**RECORDED DATA:**
━━━
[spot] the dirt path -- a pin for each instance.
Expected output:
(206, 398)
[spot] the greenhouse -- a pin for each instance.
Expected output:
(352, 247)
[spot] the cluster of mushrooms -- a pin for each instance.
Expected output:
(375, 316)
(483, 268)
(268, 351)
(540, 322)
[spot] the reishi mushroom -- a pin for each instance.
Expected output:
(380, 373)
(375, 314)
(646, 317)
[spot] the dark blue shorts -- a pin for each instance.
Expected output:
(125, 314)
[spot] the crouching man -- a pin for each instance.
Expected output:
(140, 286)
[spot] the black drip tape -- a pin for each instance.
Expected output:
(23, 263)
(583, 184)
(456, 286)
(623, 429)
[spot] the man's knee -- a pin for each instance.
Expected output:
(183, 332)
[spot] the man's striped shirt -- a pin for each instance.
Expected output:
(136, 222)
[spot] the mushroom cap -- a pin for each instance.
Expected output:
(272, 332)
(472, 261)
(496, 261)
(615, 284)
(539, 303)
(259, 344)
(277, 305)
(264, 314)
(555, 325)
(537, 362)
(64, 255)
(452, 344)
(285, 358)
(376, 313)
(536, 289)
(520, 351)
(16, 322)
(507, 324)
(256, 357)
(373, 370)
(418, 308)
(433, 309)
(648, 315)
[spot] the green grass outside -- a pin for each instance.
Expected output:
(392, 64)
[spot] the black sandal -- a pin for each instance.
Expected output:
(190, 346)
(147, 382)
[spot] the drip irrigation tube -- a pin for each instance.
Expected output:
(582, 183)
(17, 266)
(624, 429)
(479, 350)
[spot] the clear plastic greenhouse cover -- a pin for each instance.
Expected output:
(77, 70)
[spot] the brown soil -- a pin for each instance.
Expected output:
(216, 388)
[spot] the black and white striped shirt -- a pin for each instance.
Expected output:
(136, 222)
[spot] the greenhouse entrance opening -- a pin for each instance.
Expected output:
━━━
**WHAT YOU WILL DO:** For this exercise, give the entries above again with no difference at all.

**ANSWER SPACE:**
[spot] the dirt path -- a pin for each instance.
Expected output:
(206, 398)
[spot] the greenhouse -- a pin for each instance.
Expected output:
(352, 247)
[spot] the cluster of mushrooms -- a pin for each instance.
Expected output:
(375, 316)
(483, 268)
(268, 351)
(540, 322)
[spot] the reishi mushroom -- a pin for each instance.
Expected output:
(380, 373)
(375, 314)
(646, 317)
[spot] the dark blue shorts -- a pin for each instance.
Expected output:
(125, 314)
[spot] the crouching man -- a pin for each instance.
Expected output:
(140, 286)
[spot] the black drip tape -- a pin for each instance.
Expected output:
(23, 263)
(583, 184)
(456, 286)
(623, 429)
[spot] the man's knee -- a pin for each instance.
Expected output:
(183, 332)
[spot] the man's striped shirt -- a pin for each instance.
Expected output:
(136, 222)
[spot] the mushroom cap -- a pin for each instance.
Expected output:
(272, 332)
(472, 261)
(496, 261)
(615, 284)
(539, 303)
(259, 344)
(277, 305)
(264, 314)
(555, 325)
(537, 362)
(64, 255)
(452, 344)
(285, 358)
(376, 313)
(536, 289)
(520, 351)
(16, 322)
(507, 324)
(256, 357)
(373, 370)
(418, 308)
(433, 309)
(648, 315)
[spot] the green grass outside -- a pin for each instance.
Expected output:
(392, 64)
[spot] the black sandal -- a pin for each instance.
Expected output:
(190, 346)
(147, 382)
[spot] the drip irrigation tube -- a pin for each instance.
Expected output:
(582, 183)
(17, 266)
(624, 429)
(479, 350)
[spot] the clear plastic greenhouse cover -- a pin for each instance.
Expected output:
(77, 70)
[spot] the brown soil -- a pin for each instance.
Expected output:
(216, 388)
[spot] the black and white striped shirt -- a pin for each instance.
Expected output:
(136, 222)
[spot] the greenhouse entrance opening -- a pin for each instance.
Expected output:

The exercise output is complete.